■ SELECTED PASSAGE:

Business Today

The Master Trainmaker

San Engineering and Locomotive has done well in a difficult environment.
twitter-logoVenkatesha Babu | Print Edition: October 11, 2015
SEL CEO Narayanan Ramanathan
Riding to glory: SEL CEO Narayanan Ramanathan. (Photo: Nilotpal Baruah)

Bengaluru's Whitefield suburb hosts campuses of top technology companies, both domestic and multinational. These include GE's Jack Welch Technology Centre, Huawei's R&D facility and offices of SAP, TCS, Microsoft, iGate and numerous others who have helped India build its technological prowess.

This chaotic area, a Mecca of services companies, is an unlikely setting for a manufacturing company to thrive. But this is exactly what San Engineering and Locomotive (SEL) has done. SEL may be small, but is pugnacious and has taken on the competition. The company, which calls itself the only 'organised private sector rail vehicle manufacturer' in India, has shown impressive growth during the last five years.

■ WHAT YOU NEED TO DO:
**a.** Name every technology company that the article on San Engineering and Locomotive says has a facility in Bengaluru's Whitefield suburb.
**b.** According to the article on San Engineering and Locomotive, what does the company call itself?

■ STORED DATA:
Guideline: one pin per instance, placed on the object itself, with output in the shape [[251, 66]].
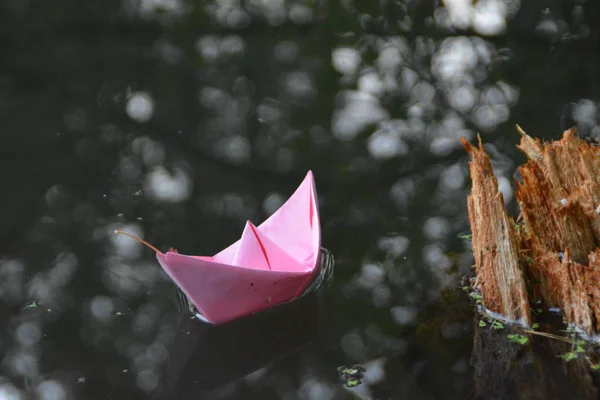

■ FULL SOLUTIONS:
**a.** GE, Huawei, SAP, TCS, Microsoft, iGate

**b.** The only "organised private sector rail vehicle manufacturer" in India.